(Data items)
_ _ _ _
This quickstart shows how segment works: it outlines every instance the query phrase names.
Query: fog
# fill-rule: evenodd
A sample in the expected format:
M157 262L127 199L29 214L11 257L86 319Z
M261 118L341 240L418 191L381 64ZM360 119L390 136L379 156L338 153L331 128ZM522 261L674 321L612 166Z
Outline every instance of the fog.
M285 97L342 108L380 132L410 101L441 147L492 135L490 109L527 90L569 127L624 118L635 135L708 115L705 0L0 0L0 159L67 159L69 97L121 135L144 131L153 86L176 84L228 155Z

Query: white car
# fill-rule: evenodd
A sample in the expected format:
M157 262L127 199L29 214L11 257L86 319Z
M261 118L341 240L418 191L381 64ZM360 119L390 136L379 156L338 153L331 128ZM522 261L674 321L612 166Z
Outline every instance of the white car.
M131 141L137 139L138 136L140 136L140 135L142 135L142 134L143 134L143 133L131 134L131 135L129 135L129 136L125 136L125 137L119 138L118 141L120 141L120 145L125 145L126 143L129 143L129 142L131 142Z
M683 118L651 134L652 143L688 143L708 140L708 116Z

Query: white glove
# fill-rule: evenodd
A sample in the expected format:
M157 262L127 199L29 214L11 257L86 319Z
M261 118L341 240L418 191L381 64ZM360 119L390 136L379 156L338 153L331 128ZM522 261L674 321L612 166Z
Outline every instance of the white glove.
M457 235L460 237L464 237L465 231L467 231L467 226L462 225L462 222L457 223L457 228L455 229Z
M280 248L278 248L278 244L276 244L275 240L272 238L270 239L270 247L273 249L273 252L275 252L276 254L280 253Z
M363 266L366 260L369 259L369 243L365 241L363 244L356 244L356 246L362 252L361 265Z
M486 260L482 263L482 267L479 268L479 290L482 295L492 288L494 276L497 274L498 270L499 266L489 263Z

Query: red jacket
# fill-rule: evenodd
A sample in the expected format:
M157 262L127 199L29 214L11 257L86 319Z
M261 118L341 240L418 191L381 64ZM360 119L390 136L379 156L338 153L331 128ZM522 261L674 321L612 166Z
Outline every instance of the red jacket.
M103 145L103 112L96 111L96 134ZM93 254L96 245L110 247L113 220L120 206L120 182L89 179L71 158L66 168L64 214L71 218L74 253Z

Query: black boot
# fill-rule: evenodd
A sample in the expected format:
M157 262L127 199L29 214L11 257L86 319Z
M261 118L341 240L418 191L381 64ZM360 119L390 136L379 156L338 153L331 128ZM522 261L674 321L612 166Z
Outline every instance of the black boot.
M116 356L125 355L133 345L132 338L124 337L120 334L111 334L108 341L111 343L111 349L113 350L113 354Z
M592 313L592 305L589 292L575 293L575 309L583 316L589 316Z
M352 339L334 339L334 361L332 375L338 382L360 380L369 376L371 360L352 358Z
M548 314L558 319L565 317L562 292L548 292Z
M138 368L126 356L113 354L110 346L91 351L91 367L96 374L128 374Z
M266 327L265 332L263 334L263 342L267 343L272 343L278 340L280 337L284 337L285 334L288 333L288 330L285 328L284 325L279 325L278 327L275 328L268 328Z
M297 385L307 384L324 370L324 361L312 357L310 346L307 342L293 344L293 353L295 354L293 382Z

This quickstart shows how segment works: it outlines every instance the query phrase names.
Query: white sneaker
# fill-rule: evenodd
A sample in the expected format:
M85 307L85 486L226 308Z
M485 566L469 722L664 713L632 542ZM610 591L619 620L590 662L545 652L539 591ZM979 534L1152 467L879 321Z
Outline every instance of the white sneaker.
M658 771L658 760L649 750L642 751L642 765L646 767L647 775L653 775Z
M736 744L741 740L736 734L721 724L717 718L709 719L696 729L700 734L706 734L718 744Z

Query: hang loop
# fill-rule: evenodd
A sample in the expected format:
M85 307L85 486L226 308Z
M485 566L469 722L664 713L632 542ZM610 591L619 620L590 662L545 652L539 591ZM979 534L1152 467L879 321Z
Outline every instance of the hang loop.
_ _ _ _
> Required action
Each line from the one containing "Query: black boot" to the final line above should be written out exactly; please omit the others.

> Result for this exercise
Query: black boot
# fill-rule: evenodd
A sample in the expected format:
M157 262L127 199L29 214L11 257L86 319Z
M261 118L341 240L418 191L381 64ZM360 119L390 136L379 156L338 153L331 128ZM522 261L674 321L612 166Z
Outline every instance of the black boot.
M116 356L125 355L133 345L132 338L124 337L120 334L111 334L108 341L111 343L111 349L113 350L113 354Z
M592 313L592 305L589 292L575 293L575 309L583 316L589 316Z
M352 339L334 339L334 361L332 375L338 382L360 380L369 376L371 360L352 358Z
M548 314L558 319L565 317L562 292L548 292Z
M138 368L126 356L113 354L110 346L91 351L91 367L96 374L128 374Z
M266 327L265 332L263 334L263 342L267 343L272 343L278 340L280 337L284 337L285 334L288 333L288 330L285 328L284 325L279 325L278 327L275 328L268 328Z
M297 385L307 384L324 370L324 361L312 357L310 346L307 342L293 344L293 353L295 354L293 382Z

This quickstart shows how segment works: it outlines every instance the query phrase names.
Query: white sneaker
# fill-rule: evenodd
A sample in the expected format:
M85 307L85 486L226 308Z
M485 566L469 722L664 713L632 542ZM610 591L619 620L590 662L545 652L539 591ZM979 534L1152 467L879 321Z
Outline every instance of the white sneaker.
M658 771L658 760L649 750L642 751L642 765L646 767L647 775L653 775Z
M736 744L741 740L736 734L721 724L717 718L709 719L696 729L700 734L706 734L718 744Z

Query: hang loop
# fill-rule: evenodd
A sample in the expected format:
M85 307L85 486L226 308Z
M485 566L469 722L664 713L632 542ZM610 591L619 620L590 662L545 652L539 591ZM979 534L1152 467L879 321Z
Outline every instance of the hang loop.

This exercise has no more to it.